Text extract:
┄┄┄┄┄┄┄┄┄┄
One of the unalloyed joys of this week is reliving the pleasure of my trip to South Bend in 2017.  I’ve come across several articles that have made it clear what an impact our fan base had on the players in that game.

Dennis Dodd:

The 2017 game in South Bend, Indiana, was a launching point of sorts for both schools. Smart was in his second season. Georgia squeezed out a 20-19 win that was significant because SEC schools seldom challenge themselves with such true road nonconference games outside the Deep South.

“I most definitely remember the fans,” Georgia defensive back J.R. Reed said. “Being in that stadium and seeing that sea of red made me think it was a home game. I knew the Georgia fan base was for real.”

There were an estimated 30,000 Dawgs at Notre Dame Stadium that night.
┄┄┄┄┄┄┄┄┄┄
Raw data:

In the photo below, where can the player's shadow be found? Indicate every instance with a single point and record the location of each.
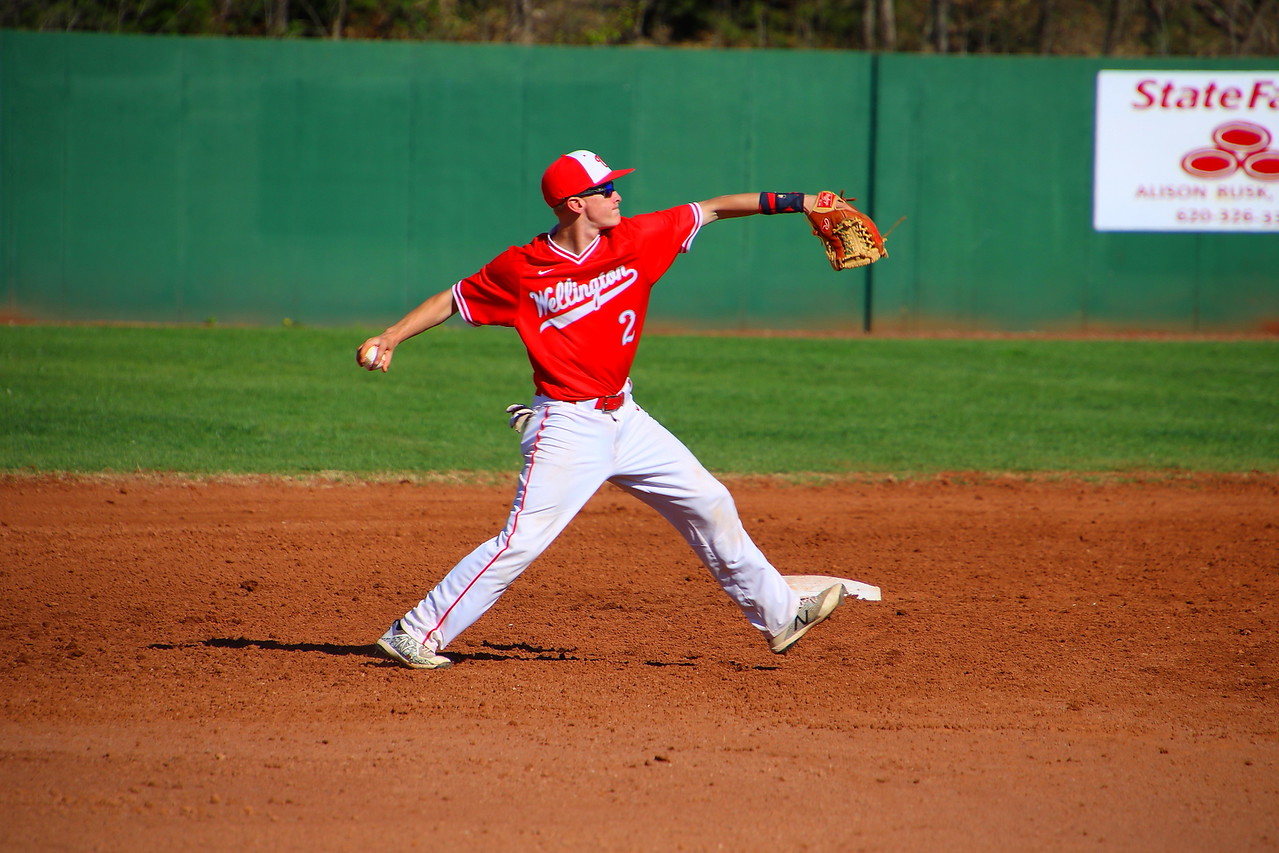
(500, 652)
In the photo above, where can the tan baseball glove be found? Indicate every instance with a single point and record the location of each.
(848, 235)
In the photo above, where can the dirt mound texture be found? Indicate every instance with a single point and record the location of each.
(1055, 665)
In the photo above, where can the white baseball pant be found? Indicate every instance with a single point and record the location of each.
(571, 449)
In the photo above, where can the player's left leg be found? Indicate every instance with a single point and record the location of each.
(654, 466)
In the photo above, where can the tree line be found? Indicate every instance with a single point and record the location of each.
(1039, 27)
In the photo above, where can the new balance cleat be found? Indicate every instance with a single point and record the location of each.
(811, 611)
(404, 649)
┄┄┄┄┄┄┄┄┄┄
Problem:
Continue the piece on Georgia fans at the 2017 Notre Dame game from its last sentence.

Answer to this exercise:
SI.com:

Georgia players didn’t know what to expect before they arrived. What would the environment be like? The fans? Bellamy remembers a “fear of the unknown” because they’d never played Notre Dame and only heard about the school in a mystical sense and from watching old games on ESPN Classic.

But by this point in their careers, Bellamy and his fellow seniors had played in some intimidating places. Tennessee twice, Florida twice. Then they ran out of the Notre Dame Stadium tunnel and saw…Bulldogs fans. It put the team at ease.

“It was like a home game,” Bellamy says.

“We were pissed off,” McGlinchey says.

We really were awesome, weren’t we?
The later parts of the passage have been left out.